====== INPUT FOR THIS TASK ======

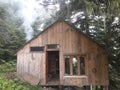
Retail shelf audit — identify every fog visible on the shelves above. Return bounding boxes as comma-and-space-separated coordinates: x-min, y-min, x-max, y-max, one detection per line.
0, 0, 59, 40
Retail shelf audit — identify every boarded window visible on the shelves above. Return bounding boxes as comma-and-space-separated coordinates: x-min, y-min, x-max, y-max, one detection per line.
65, 57, 70, 74
80, 56, 85, 75
30, 46, 44, 52
72, 57, 78, 75
47, 44, 59, 49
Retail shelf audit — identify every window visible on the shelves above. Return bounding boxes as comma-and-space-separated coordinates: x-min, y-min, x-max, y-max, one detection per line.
64, 55, 86, 76
80, 56, 85, 75
65, 57, 70, 74
30, 46, 44, 52
47, 44, 59, 49
72, 57, 78, 75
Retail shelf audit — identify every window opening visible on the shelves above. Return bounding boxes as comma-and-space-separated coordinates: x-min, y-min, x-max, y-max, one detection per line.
72, 57, 78, 75
65, 57, 70, 74
80, 56, 85, 75
30, 46, 44, 52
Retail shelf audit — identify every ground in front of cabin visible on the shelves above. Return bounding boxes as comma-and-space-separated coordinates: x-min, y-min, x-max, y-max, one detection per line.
42, 86, 85, 90
0, 60, 84, 90
0, 60, 42, 90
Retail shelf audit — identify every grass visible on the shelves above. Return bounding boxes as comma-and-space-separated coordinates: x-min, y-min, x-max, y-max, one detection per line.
0, 60, 42, 90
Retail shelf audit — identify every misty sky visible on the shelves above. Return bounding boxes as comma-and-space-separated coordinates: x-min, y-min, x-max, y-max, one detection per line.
0, 0, 59, 40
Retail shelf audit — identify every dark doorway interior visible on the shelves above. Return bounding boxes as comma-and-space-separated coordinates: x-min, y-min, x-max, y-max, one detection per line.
46, 51, 59, 83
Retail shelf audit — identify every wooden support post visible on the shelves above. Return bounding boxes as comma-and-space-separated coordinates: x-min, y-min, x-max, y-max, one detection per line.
43, 87, 46, 90
100, 86, 103, 90
103, 86, 109, 90
90, 85, 92, 90
59, 85, 63, 90
85, 85, 91, 90
95, 86, 98, 90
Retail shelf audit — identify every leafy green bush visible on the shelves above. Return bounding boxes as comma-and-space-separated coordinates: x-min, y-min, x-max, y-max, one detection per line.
0, 60, 16, 73
0, 60, 42, 90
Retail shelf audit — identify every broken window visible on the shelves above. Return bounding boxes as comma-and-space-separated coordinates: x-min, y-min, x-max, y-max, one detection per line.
72, 57, 78, 75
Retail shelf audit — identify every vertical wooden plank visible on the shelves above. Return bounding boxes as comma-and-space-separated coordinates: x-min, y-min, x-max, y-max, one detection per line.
85, 54, 89, 76
60, 22, 64, 84
43, 46, 48, 84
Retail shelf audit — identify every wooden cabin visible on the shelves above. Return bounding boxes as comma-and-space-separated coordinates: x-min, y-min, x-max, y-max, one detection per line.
16, 21, 109, 89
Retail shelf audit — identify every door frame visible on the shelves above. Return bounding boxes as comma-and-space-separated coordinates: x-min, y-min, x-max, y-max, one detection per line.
45, 45, 60, 84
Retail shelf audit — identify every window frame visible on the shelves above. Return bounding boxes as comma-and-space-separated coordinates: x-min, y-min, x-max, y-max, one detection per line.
64, 55, 86, 76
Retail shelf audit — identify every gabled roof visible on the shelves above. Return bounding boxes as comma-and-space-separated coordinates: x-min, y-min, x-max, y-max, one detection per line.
17, 20, 105, 53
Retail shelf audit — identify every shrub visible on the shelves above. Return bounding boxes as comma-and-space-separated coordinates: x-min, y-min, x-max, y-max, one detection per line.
0, 60, 42, 90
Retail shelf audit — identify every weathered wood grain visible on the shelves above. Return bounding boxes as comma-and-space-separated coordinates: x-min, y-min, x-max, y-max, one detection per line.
17, 21, 109, 86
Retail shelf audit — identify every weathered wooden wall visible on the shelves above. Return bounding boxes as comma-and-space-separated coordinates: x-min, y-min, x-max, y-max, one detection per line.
17, 21, 109, 86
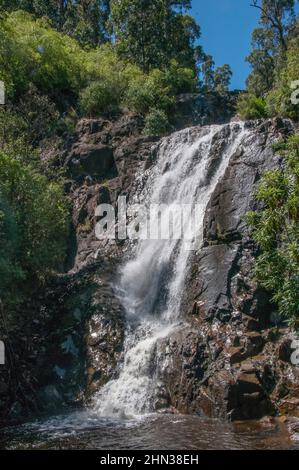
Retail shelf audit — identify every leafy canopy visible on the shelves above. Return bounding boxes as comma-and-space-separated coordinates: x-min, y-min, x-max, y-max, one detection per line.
0, 0, 111, 46
109, 0, 201, 73
238, 1, 298, 120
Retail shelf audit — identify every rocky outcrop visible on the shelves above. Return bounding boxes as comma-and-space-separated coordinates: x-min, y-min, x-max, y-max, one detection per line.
0, 259, 125, 424
68, 143, 116, 179
0, 113, 158, 424
1, 114, 298, 426
173, 92, 238, 129
64, 114, 159, 271
155, 118, 299, 420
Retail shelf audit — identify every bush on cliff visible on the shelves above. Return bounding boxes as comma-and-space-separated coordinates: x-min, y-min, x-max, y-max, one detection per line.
143, 109, 170, 136
79, 80, 120, 115
237, 93, 268, 120
123, 60, 197, 116
0, 152, 69, 297
0, 107, 35, 164
246, 135, 299, 326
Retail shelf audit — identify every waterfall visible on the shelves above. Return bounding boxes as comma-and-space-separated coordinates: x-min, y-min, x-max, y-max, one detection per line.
93, 122, 247, 418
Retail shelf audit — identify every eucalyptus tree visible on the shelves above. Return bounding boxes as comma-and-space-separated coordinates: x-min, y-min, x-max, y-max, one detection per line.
109, 0, 201, 72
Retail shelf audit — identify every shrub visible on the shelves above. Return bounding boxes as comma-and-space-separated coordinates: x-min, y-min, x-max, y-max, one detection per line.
246, 135, 299, 327
80, 44, 151, 115
0, 194, 23, 293
237, 93, 268, 120
123, 60, 197, 115
84, 44, 142, 89
0, 11, 198, 123
123, 69, 173, 114
0, 11, 85, 100
122, 74, 155, 114
0, 152, 69, 288
0, 107, 38, 165
79, 80, 119, 115
163, 59, 197, 95
143, 109, 170, 136
17, 84, 60, 144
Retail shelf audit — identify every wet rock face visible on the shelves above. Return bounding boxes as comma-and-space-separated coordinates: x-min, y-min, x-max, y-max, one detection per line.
34, 260, 125, 414
1, 115, 298, 425
48, 117, 299, 422
156, 118, 299, 420
0, 260, 125, 424
190, 119, 292, 326
68, 143, 116, 179
0, 113, 156, 424
64, 114, 159, 272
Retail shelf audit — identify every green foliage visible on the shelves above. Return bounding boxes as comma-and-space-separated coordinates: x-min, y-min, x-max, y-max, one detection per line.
0, 152, 69, 294
214, 64, 233, 93
246, 28, 276, 96
0, 107, 34, 163
0, 11, 85, 100
251, 1, 295, 51
109, 0, 200, 72
143, 109, 170, 136
84, 44, 143, 92
237, 93, 268, 120
79, 44, 144, 114
163, 60, 197, 95
200, 55, 215, 91
124, 68, 173, 114
124, 60, 197, 115
0, 94, 61, 168
79, 80, 120, 116
245, 0, 298, 121
246, 135, 299, 326
13, 84, 60, 144
200, 55, 232, 93
0, 194, 22, 291
265, 32, 299, 119
164, 13, 202, 71
1, 11, 197, 123
0, 13, 71, 299
1, 0, 111, 47
79, 55, 197, 120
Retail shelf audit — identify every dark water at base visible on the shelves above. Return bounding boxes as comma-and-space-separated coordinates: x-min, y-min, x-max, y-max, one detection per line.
0, 412, 298, 450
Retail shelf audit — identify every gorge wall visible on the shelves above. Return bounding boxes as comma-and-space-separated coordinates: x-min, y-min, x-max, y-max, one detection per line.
1, 109, 299, 425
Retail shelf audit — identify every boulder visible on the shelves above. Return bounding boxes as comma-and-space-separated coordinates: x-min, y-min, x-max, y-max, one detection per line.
278, 339, 293, 363
68, 143, 116, 178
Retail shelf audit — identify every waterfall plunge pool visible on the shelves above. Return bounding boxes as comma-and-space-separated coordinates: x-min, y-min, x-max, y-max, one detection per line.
0, 412, 297, 450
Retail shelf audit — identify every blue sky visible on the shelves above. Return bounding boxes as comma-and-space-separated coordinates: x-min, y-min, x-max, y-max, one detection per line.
191, 0, 261, 90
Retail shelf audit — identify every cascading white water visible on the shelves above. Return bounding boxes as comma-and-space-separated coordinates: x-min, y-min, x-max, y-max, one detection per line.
94, 122, 247, 418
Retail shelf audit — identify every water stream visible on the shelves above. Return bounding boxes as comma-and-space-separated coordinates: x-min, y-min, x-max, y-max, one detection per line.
94, 122, 247, 418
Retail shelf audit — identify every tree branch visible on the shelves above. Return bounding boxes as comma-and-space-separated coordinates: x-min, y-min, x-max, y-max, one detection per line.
250, 1, 288, 51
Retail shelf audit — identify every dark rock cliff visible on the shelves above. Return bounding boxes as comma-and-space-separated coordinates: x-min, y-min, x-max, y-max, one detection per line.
156, 119, 299, 420
0, 112, 158, 424
1, 112, 298, 425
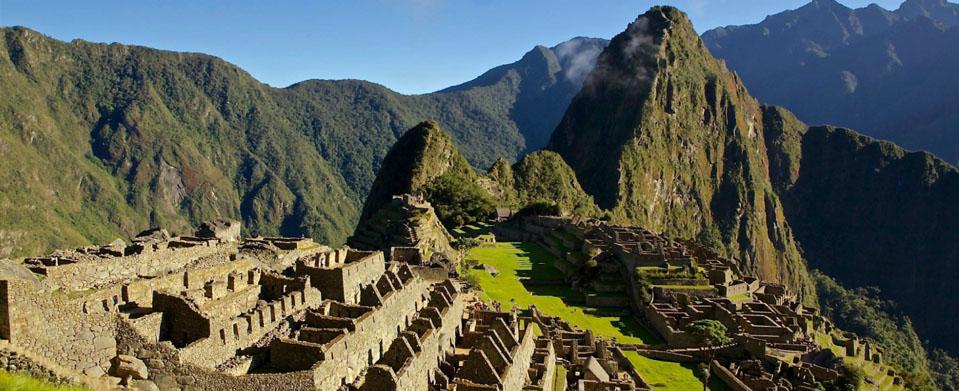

======

▶ PROBLEM TO WORK ON
Repeat exactly the lines from the one containing "Retail shelf audit — identify every boulder" to the last line of the records above, including both, and leave out any pictures.

▶ RESPONSE FOR THIS EXERCISE
Retail shelf audit — identify every boulder visible on the shelves above. Return bounding boxes as comma-and-space-separated coordinates: x-min, y-min, x-max, y-max, one detection per line.
278, 339, 293, 363
68, 143, 116, 178
Retail shelf audit — identify every waterfall plunge pool visible on the shelves above. Return bounding boxes as comma-and-space-separated coordinates: x-min, y-min, x-max, y-max, one detection per line.
0, 412, 297, 450
Retail shelf audit — identify every blue sky visible on the shelves above. Return bounding boxes as comma-and-space-separated coordinates: x-min, y-min, x-max, y-max, one detection per line.
191, 0, 261, 90
Retail shelf audit — identify every cascading white water visible on the shelves above. Return bounding boxes as comma-and-space-separated coordinates: x-min, y-min, x-max, y-max, one detection per line.
94, 122, 247, 418
Retail shelf audit — identify every water stream visible on the shelves above. Return bounding boxes as comma-and-space-separated coordinates: x-min, y-min, x-max, y-max, one detection per line.
94, 122, 247, 418
Retail shelf audit — identify every tree branch visible on the shelves above. Return bounding boxes as comma-and-space-separated coordinates: x-min, y-min, x-max, y-max, one detection per line.
250, 1, 288, 51
Retail shelf audit — identify every dark rock cliff visible on the shelves above. Return bounding boxes as comma-and-space-separated coordinates: x-min, y-min, x-max, y-max, one detection per line.
156, 119, 299, 420
0, 112, 158, 424
1, 112, 298, 425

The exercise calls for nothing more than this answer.